### Exercises to complete
1: In the Cohen article, retype the passage from "WASHINGTON (AP) —" up to and including "connection Tuesday evening.".
2: Which companies does the Cohen article name as sources of money paid into Cohen's account? List all of them.
3: Shorten the paragraph of the Cohen article that begins "But in a seven-page memo", keeping its main facts.

WASHINGTON (AP) — Stormy Daniels’ lawyer said Tuesday he has information showing that Michael Cohen, President Donald Trump’s longtime personal attorney, received $500,000 from a company associated with a Russian billionaire within months of paying hush money to Daniels, a porn star who claims she had an affair with Trump.

Lawyer Michael Avenatti also said hundreds of thousands of dollars streamed into Cohen’s account from companies including Novartis, AT&T and Korea Aerospace. AT&T confirmed its connection Tuesday evening.

Avenatti did not provide documents to support the claims and did not reveal the source of his information.

But in a seven-page memo he detailed what he said were wire transfers going into and out of the account Cohen used to pay Daniels $130,000 in October 2016 to stay silent about her alleged affair with the soon-to-be president. Trump denies having an affair with Daniels, whose real name is Stephanie Clifford.

### Provided information
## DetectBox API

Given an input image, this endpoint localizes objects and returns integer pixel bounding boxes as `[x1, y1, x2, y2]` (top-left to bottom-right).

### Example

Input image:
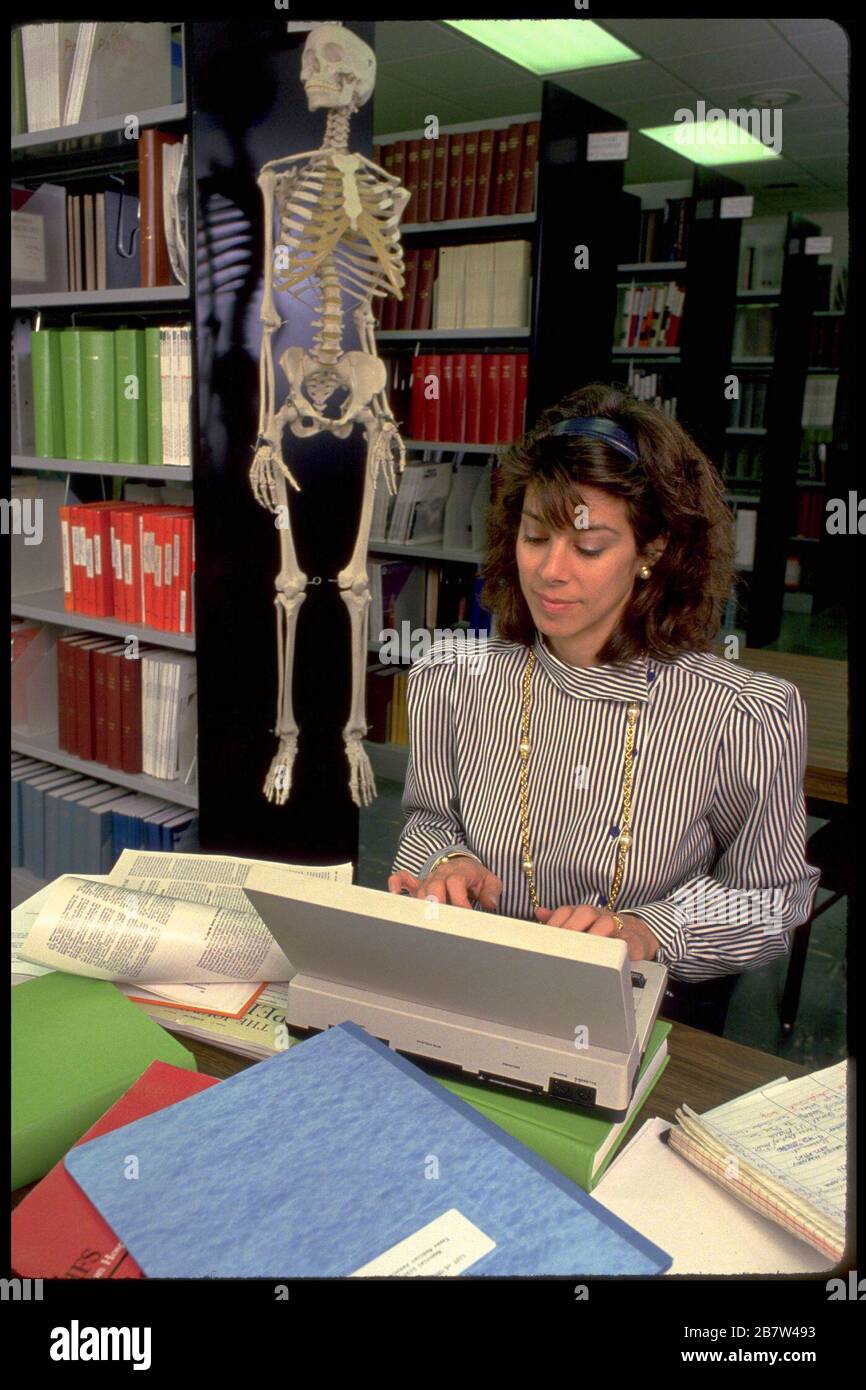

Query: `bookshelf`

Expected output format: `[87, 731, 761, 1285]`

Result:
[10, 25, 199, 878]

### Solution set
1:
WASHINGTON (AP) — Stormy Daniels’ lawyer said Tuesday he has information showing that Michael Cohen, President Donald Trump’s longtime personal attorney, received $500,000 from a company associated with a Russian billionaire within months of paying hush money to Daniels, a porn star who claims she had an affair with Trump.

Lawyer Michael Avenatti also said hundreds of thousands of dollars streamed into Cohen’s account from companies including Novartis, AT&T and Korea Aerospace. AT&T confirmed its connection Tuesday evening.

2:
Novartis
AT&T
Korea Aerospace

3: Avenatti's seven-page memo detailed what he said were wire transfers into and out of the account Cohen used to pay Daniels $130,000 in October 2016 for her silence about an alleged affair with Trump. Trump denies the affair with Daniels, whose real name is Stephanie Clifford.